PASSAGE SHOWN:
Organisms structure and properties
Students will:

• Conduct an investigation to provide evidence that living things are made of cells; either one cell or many different numbers and types of cells.
• Develop and use a model to describe the function of a cell as a whole and ways parts of cells contribute to the function.
• Use arguments supported by evidence for how the body is a system of interacting subsystems composed of groups of cells.
• Use arguments based on empirical evidence and scientific reasoning to support an explanation for how characteristic animal behaviors and specialized plant structures affect the probability of successful reproduction of animals and plants respectively.
• Construct a scientific explanation based on evidence for how environmental and genetic factors influence the growth of organisms.
• Construct a scientific explanation based on evidence for the role of photosynthesis in the cycling of matter and flow of energy into and out of organisms.
• Develop a model to describe how food is rearranged through chemical reactions forming new molecules that support growth and/or release energy as this matter moves through an organism.

STORED DATA:
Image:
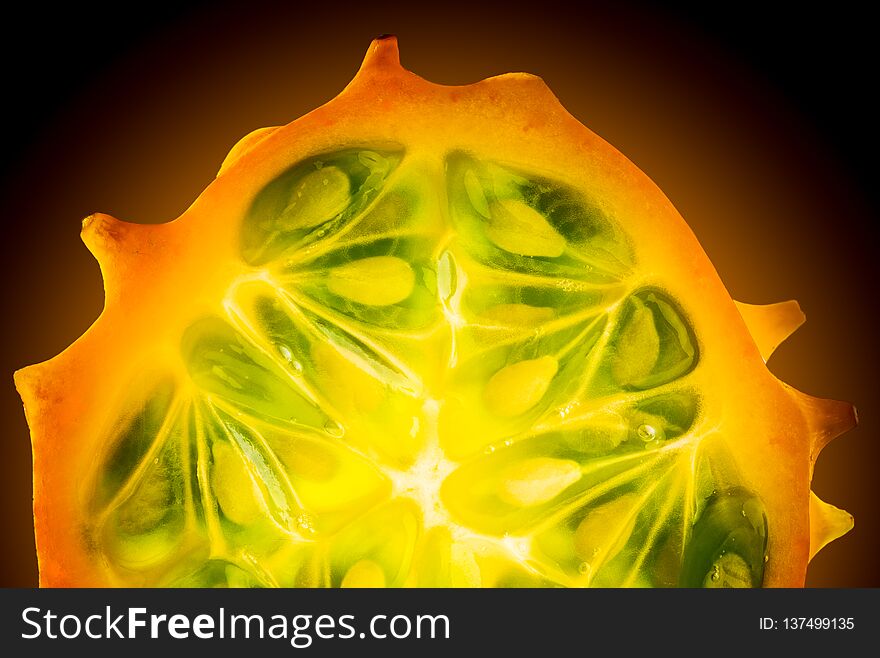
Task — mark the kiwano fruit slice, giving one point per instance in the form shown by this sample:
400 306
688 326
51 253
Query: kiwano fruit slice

---

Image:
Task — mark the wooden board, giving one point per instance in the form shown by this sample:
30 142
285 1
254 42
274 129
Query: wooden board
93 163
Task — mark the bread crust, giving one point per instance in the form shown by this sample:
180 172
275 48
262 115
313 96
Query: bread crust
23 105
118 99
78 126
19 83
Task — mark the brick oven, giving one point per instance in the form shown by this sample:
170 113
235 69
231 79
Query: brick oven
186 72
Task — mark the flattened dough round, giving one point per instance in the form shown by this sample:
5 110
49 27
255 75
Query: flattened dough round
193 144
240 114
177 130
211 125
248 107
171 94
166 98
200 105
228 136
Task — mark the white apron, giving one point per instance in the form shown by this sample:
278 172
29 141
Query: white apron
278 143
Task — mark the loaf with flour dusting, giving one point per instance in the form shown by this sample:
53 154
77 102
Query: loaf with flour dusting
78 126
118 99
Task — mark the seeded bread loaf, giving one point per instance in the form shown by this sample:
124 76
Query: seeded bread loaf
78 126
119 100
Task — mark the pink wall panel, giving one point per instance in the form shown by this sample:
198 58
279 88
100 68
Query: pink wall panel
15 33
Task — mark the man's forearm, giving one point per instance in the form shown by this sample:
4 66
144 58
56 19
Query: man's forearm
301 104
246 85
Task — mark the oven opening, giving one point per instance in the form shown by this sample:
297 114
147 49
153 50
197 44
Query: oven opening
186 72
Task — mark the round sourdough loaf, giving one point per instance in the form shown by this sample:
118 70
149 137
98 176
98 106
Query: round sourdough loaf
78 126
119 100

---

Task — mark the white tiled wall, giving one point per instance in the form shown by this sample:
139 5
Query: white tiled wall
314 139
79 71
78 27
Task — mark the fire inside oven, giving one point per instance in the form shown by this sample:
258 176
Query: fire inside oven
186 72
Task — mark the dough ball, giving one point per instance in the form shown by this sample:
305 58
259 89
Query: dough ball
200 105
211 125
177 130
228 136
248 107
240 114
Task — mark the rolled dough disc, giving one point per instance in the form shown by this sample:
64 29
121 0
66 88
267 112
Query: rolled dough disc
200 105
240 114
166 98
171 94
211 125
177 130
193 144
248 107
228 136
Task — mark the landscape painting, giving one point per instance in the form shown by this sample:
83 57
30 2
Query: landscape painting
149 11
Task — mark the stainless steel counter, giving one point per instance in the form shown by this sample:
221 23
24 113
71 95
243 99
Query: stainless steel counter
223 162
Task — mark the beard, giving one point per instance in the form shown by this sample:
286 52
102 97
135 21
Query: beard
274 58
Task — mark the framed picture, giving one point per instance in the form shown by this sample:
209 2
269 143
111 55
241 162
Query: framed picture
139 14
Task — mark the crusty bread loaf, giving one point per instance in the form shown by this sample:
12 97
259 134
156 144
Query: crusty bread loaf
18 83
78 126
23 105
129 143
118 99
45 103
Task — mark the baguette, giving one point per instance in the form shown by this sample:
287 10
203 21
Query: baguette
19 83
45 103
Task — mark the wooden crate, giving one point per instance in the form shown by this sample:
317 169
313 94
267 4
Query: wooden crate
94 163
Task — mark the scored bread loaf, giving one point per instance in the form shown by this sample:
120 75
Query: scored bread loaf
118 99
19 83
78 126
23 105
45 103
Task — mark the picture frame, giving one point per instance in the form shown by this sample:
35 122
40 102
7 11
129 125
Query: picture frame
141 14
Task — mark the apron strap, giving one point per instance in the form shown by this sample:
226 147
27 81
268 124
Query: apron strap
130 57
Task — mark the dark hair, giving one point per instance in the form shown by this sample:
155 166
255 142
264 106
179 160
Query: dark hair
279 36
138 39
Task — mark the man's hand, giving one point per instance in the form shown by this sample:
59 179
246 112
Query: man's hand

TO DO:
- 1) In the passage on organism structure and properties, return the stretch from "Organisms structure and" through "groups of cells.", copied word for word.
- 2) Using the passage on organism structure and properties, mark each statement yes or no and quote the deciding words. (a) Students will develop a model showing how food is rearranged through chemical reactions. (b) Students will conduct an investigation on the role of photosynthesis. (c) Living things may consist of one cell or of many cells.

ANSWERS TO EACH TASK:
- 1)
Organisms structure and properties
Students will:

• Conduct an investigation to provide evidence that living things are made of cells; either one cell or many different numbers and types of cells.
• Develop and use a model to describe the function of a cell as a whole and ways parts of cells contribute to the function.
• Use arguments supported by evidence for how the body is a system of interacting subsystems composed of groups of cells.

- 2)
(a) Yes: "Develop a model to describe how food is rearranged through chemical reactions forming new molecules"
(b) No: "Construct a scientific explanation based on evidence for the role of photosynthesis"
(c) Yes: "living things are made of cells; either one cell or many different numbers and types of cells"